### Problem to solve
Write the next part of the newspaper review of the musical "Blood Brothers," picking up after its final sentence.

### Excerpt provided
David Cassidy in the News
180 degrees of separation
Thursday, February 16, 1995
"Blood Brothers' a grim tale, not deftly told
By Robert Hurwitz
San Francisco Chronicle
You don't need to worry about giving away the ending to "lood Brothers." Worry instead about surviving its long litany of ham-handed premonitions with your love of the theater intact.
Playwright-composer Willy Russell's musical about English class conflict and doomed twins opened Wednesday at the Golden Gate Theatre as the third offering in what's turning out to be a dismal Best of Broadway season. Not that "Blood Brothers" isn't a legitimate Broadway hit. It's well into its second year in Manhattan, and seventh successful season in London. Go figure.
It wasn't always so. Russell ( "Educating Rita," "Shirley Valentine" ) had a local hit with the show's first staging in 1983 in Liverpool - his hometown and the setting of the story - but it closed after a short run when it transferred to London. It wasn't until Bill Kenwright, a fan of the first production, and his co-director Bob Tomson remounted it in 1988 that it took off, perhaps because the sagging Thatcherite economy made the show seem like timely social protest.

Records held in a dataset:
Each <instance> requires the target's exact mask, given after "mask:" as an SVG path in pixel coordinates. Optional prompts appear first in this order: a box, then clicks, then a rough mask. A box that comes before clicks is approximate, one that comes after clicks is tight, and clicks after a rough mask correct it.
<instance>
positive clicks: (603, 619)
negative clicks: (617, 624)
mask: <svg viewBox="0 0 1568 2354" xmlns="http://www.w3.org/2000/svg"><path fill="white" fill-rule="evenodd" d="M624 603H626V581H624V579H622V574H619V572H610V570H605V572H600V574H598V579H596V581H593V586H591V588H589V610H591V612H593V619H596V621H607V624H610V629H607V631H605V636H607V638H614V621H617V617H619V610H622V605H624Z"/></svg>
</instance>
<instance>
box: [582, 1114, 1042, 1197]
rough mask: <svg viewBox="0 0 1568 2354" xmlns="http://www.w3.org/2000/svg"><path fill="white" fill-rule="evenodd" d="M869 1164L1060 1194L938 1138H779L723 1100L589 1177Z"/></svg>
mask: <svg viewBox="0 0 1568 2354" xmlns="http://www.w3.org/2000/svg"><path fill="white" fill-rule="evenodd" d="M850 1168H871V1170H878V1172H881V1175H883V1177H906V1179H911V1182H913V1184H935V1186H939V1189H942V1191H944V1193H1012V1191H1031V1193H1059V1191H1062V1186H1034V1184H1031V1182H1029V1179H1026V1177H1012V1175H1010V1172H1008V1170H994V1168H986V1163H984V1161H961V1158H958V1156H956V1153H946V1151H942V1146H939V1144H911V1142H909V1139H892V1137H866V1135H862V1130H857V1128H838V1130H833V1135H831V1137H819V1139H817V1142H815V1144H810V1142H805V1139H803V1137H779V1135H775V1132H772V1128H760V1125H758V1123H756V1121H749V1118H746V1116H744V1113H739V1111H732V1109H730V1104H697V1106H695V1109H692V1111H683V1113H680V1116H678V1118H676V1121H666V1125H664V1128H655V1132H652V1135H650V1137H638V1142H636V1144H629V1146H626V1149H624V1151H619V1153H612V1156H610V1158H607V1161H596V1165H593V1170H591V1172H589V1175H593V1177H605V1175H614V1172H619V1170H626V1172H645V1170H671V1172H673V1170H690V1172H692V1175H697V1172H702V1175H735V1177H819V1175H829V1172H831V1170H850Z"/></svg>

### Answer
The New York production has thrived largely on the box office pull of its stars. Petula Clark and David Cassidy, who headline the touring version at the Golden Gate, boosted its sagging sales when they stepped into the Broadway show last summer. (Clark's role is now being played in New York by Helen Reddy, who replaced Carole King. Do you detect a pattern? Is Dusty Springfield available? Melanie, anyone?)
No, Clark and Cassidy don't play the twins of the title. Though that might be interesting. Clark is Mrs. Johnstone, a working class mother of seven, deserted by her husband, with twins on the way. In desperation, she agrees to give one of the twins to her employer, the childless and - it turns out - fearfully possessive Mrs. Lyons (Priscilla Quinby).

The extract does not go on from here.